■ **MATERIAL DEL EJERCICIO**:

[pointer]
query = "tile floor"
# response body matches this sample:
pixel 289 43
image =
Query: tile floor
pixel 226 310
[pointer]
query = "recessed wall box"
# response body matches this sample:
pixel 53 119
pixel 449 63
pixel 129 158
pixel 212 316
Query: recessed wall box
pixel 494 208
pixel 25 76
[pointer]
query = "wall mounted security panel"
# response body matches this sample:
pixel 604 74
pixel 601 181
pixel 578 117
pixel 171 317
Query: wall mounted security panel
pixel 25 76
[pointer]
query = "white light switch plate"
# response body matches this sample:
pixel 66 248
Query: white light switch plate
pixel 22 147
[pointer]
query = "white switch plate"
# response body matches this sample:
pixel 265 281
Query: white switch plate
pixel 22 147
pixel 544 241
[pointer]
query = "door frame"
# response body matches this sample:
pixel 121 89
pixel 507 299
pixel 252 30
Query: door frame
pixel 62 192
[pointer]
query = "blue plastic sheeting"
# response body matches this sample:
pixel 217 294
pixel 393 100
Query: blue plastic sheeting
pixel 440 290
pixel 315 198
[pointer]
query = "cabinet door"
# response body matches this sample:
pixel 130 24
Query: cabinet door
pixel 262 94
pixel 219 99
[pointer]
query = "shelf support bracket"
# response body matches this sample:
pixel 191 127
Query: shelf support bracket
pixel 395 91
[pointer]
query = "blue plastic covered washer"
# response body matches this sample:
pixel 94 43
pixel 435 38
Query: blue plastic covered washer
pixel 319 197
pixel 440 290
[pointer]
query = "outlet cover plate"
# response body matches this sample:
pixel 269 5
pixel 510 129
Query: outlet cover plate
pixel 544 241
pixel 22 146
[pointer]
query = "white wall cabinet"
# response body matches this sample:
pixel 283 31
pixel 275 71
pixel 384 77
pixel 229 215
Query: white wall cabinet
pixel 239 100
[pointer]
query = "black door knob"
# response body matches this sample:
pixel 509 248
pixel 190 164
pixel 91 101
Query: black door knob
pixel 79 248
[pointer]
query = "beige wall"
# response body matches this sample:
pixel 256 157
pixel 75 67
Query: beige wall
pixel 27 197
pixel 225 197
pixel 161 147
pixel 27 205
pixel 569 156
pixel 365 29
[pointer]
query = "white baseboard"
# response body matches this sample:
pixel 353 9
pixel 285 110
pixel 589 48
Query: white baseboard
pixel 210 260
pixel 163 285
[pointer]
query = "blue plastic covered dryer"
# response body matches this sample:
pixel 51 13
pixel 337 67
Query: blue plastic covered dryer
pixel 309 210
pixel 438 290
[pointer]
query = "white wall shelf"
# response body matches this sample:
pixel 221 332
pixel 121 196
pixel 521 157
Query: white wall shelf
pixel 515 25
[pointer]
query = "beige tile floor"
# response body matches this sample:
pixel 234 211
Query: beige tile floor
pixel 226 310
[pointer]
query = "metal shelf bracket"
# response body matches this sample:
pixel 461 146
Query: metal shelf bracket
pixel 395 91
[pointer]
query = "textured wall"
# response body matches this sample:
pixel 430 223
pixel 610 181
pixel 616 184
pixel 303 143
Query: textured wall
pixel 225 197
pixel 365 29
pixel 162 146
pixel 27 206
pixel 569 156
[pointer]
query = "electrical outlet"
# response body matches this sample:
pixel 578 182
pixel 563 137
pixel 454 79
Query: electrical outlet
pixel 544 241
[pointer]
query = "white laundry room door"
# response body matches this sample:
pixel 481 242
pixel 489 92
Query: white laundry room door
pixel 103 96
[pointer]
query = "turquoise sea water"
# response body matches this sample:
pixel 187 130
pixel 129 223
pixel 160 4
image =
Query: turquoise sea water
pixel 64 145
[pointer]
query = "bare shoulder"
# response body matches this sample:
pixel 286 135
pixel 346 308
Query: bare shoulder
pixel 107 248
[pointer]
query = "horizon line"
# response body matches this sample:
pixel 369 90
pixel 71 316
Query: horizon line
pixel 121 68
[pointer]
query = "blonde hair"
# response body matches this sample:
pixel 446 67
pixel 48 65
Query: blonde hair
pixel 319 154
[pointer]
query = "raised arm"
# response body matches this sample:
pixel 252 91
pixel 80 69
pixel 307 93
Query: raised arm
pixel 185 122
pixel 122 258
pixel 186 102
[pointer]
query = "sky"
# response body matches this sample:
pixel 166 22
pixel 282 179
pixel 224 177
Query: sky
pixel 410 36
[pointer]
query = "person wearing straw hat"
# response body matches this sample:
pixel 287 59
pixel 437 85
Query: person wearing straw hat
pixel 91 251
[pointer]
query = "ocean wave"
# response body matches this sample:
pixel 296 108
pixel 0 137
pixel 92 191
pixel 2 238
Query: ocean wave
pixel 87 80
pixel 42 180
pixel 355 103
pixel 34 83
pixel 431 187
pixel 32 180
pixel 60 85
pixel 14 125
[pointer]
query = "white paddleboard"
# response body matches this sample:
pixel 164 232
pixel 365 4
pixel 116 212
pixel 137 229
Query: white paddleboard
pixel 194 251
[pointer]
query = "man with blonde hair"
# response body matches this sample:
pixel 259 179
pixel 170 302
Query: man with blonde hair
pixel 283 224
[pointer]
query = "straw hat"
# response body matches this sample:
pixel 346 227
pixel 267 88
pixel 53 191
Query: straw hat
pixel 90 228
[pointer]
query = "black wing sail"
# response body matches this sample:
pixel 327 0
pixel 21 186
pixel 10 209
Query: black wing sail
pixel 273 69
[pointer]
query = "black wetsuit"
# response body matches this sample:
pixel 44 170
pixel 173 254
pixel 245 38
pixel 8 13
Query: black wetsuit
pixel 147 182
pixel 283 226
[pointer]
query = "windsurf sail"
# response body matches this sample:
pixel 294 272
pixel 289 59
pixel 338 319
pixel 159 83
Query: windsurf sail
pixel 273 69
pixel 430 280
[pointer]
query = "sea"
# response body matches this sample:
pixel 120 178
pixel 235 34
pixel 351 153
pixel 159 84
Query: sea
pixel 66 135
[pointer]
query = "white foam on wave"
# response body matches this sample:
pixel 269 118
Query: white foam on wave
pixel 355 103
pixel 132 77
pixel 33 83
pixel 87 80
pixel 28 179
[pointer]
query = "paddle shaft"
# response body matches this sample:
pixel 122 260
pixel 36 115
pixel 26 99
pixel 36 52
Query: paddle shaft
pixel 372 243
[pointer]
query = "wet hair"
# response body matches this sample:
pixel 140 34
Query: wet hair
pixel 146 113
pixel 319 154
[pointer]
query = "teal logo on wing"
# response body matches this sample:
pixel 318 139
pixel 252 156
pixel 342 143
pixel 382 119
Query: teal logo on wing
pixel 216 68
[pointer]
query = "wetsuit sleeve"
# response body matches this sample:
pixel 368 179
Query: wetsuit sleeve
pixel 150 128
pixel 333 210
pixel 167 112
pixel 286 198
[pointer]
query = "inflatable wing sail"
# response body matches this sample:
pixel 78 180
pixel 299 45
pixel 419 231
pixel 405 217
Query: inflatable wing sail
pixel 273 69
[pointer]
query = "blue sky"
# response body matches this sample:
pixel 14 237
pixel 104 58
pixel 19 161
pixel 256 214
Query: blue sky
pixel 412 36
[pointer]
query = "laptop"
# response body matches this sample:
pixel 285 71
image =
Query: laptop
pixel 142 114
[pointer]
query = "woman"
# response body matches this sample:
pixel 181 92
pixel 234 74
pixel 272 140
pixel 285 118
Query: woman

■ **QUÉ HACER**: Filtra los ítems y quédate solo con las líneas en las que aparece la palabra "sheeting". Cópialas tal como están.

■ **SOLUCIÓN**:
query = "blue plastic sheeting"
Query: blue plastic sheeting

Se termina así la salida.